_Request_.
List each line in the entries below that contains the word "instance". Case counts, so a line qualifies only if its capitalization matches.

* START Data provided *

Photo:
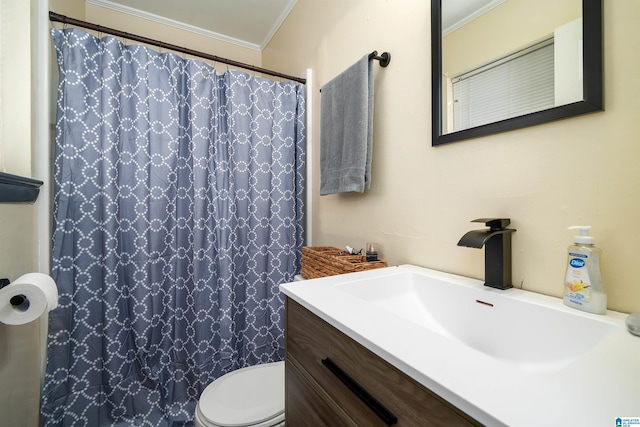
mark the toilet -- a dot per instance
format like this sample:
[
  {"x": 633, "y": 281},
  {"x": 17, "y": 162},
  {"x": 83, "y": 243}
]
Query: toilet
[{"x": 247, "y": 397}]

* END Data provided *
* START Data provided *

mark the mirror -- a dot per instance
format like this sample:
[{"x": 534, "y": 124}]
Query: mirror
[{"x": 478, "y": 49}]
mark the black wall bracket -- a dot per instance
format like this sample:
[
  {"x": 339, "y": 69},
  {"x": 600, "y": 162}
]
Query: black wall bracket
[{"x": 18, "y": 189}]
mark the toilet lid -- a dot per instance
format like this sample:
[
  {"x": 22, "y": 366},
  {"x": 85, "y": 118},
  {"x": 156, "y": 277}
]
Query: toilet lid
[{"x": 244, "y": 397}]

* END Data provided *

_Full answer_.
mark the toilet -- a dot per instance
mark the mirror -- a dot per instance
mark the black wall bracket -- a dot per instance
mark the toilet lid -- a dot per instance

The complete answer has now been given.